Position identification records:
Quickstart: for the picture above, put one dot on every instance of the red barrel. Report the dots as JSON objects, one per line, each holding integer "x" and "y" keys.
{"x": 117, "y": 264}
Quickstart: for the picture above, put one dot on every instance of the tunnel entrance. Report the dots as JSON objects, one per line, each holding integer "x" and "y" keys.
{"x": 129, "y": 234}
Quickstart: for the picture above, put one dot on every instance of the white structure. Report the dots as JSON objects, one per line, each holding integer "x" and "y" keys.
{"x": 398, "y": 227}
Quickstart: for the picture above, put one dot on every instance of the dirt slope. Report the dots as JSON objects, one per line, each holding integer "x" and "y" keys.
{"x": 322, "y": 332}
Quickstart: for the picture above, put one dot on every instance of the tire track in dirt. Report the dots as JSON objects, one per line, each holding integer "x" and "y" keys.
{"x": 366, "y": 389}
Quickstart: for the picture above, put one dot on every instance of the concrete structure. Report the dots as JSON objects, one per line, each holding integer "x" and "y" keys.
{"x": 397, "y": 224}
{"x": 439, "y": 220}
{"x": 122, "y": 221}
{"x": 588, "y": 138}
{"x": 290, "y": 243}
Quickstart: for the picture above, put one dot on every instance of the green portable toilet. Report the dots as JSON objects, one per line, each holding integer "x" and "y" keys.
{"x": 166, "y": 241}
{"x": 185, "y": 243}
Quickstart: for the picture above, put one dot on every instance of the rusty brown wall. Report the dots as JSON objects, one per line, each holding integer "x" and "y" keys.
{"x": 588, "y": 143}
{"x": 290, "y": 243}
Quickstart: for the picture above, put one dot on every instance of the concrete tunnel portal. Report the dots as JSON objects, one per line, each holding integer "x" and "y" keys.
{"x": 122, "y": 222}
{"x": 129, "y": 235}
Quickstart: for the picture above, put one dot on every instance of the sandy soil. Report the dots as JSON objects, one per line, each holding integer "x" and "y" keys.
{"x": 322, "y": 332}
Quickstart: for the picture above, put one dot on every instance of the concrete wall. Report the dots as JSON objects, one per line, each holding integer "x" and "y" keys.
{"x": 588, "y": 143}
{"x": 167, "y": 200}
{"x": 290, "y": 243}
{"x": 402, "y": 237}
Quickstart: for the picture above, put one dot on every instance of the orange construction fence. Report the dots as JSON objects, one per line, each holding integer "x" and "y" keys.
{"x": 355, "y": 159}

■ WHAT TO PRODUCE
Make an exact copy of the records.

■ EXERCISE ANSWER
Quickstart: for the picture above, put one dot on every instance of the red barrel. Report the dots as JSON objects, one per line, each holding integer "x" and "y" keys.
{"x": 117, "y": 264}
Quickstart: for the picture above, put one dot on every instance of the tunnel entrance. Report the dots as JSON objects, one per line, each holding integer "x" and "y" keys.
{"x": 129, "y": 234}
Quickstart: for the picture above, put one dot on every instance of the white structure. Report the dots as JSON objects, one per line, each holding integer "x" and "y" keys.
{"x": 398, "y": 227}
Quickstart: for the picture above, put one dot on every instance of the dirt slope. Report the dots as JSON objects, one per line, each holding integer "x" and "y" keys.
{"x": 322, "y": 332}
Quickstart: for the picture above, put one dot on every instance of the tire track in dirt. Report the dots as JSON objects, one per line, each holding integer "x" and "y" keys.
{"x": 366, "y": 389}
Quickstart: for the picture above, put one dot on every instance of the concrete structure. Report the dots as JSON objects, one per line, each holding integer "x" and "y" keys.
{"x": 397, "y": 224}
{"x": 439, "y": 220}
{"x": 122, "y": 221}
{"x": 588, "y": 138}
{"x": 290, "y": 243}
Quickstart: for the picture above, put one dot on every instance of the green portable toilet. Report the dots as JSON objects, one per line, each holding integer "x" and "y" keys.
{"x": 166, "y": 241}
{"x": 185, "y": 243}
Quickstart: for the picture above, put one dot on every instance of the rusty brown wall. Report the dots as JSON objects, one per line, each holding integer "x" and "y" keys.
{"x": 588, "y": 143}
{"x": 290, "y": 243}
Quickstart: for the picture above, put one dot on every instance of the concrete tunnel portal. Report the dots as JSON objects, one per line, each holding integer "x" and "y" keys.
{"x": 122, "y": 222}
{"x": 129, "y": 235}
Quickstart: for the picture above, put one dot on every instance of the sandy soil. Report the dots as JSON objects, one per line, each holding integer "x" and "y" keys.
{"x": 322, "y": 332}
Quickstart: for the picture above, put one dot on every instance of the concrete wall. Report the dots as JSON objects, one per line, each holding integer "x" and "y" keys.
{"x": 588, "y": 143}
{"x": 167, "y": 200}
{"x": 290, "y": 243}
{"x": 402, "y": 237}
Quickstart: for the picture above, put one dot on every instance of the orange construction fence. Report the dots as JSON objects, one per line, each holding integer "x" and "y" keys.
{"x": 355, "y": 159}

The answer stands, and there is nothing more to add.